[Begin Given records]

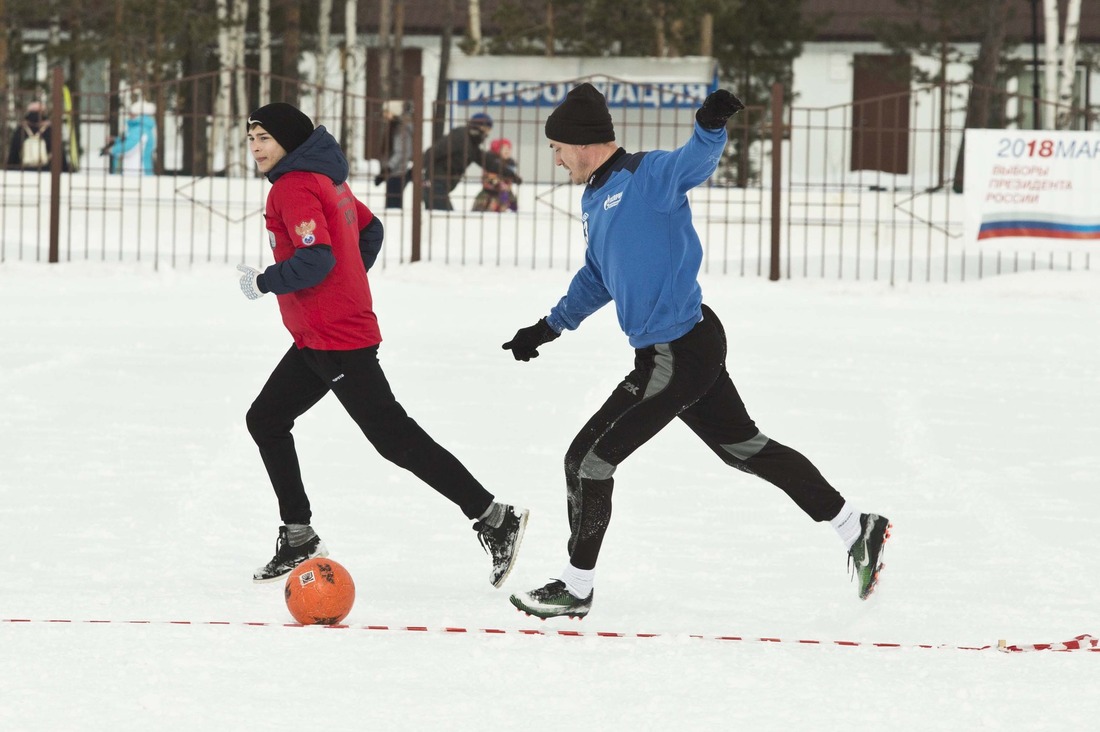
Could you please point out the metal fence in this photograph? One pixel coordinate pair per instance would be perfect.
(854, 192)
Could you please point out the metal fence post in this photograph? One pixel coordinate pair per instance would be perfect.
(777, 175)
(57, 150)
(417, 165)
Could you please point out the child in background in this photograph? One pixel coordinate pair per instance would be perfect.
(496, 193)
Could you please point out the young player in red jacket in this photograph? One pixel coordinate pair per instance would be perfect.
(325, 240)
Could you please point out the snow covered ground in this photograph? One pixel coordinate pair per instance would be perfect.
(966, 413)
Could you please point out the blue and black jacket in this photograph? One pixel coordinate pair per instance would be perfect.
(642, 250)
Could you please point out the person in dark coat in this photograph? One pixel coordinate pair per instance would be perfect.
(447, 161)
(35, 123)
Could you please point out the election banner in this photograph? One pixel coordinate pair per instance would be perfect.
(1035, 188)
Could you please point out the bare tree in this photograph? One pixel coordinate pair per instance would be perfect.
(476, 46)
(263, 13)
(323, 34)
(1066, 99)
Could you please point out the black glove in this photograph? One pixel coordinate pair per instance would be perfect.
(718, 107)
(524, 345)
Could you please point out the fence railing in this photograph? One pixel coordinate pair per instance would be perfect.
(844, 199)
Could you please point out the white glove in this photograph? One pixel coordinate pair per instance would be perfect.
(249, 285)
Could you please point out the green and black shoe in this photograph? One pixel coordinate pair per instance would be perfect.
(552, 600)
(866, 554)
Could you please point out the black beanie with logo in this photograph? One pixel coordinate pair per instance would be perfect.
(582, 119)
(285, 122)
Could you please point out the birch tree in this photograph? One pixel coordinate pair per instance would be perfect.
(1066, 99)
(1059, 75)
(475, 46)
(264, 12)
(323, 43)
(348, 63)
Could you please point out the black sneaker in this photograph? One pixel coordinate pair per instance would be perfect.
(287, 557)
(865, 555)
(502, 543)
(552, 600)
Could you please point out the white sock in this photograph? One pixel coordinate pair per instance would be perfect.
(846, 524)
(298, 534)
(578, 581)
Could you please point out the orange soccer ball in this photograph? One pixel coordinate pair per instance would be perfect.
(319, 591)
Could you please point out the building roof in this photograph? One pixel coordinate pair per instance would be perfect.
(844, 20)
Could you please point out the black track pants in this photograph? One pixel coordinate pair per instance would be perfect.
(685, 379)
(301, 379)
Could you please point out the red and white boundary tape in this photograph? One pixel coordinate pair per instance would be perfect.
(1087, 643)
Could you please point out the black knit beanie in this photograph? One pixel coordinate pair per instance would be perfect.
(285, 122)
(582, 119)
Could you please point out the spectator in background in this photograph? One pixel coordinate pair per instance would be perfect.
(399, 149)
(132, 152)
(31, 145)
(447, 161)
(496, 194)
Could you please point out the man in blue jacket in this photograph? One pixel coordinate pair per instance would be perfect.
(644, 255)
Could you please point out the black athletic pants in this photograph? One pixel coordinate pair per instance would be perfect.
(301, 379)
(685, 379)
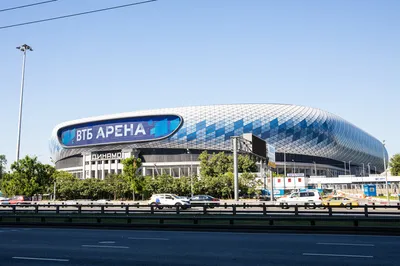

[End Given records]

▸ **Written task**
Find each line in the entries above that contains the word "pants" and copy it out in full.

▸ **Result**
Could you please point out the black track pants in this photograph? One pixel coordinate pair per instance would be perfect.
Could you please point out the black athletic pants in this photograph? One pixel coordinate pair per instance would be perfect.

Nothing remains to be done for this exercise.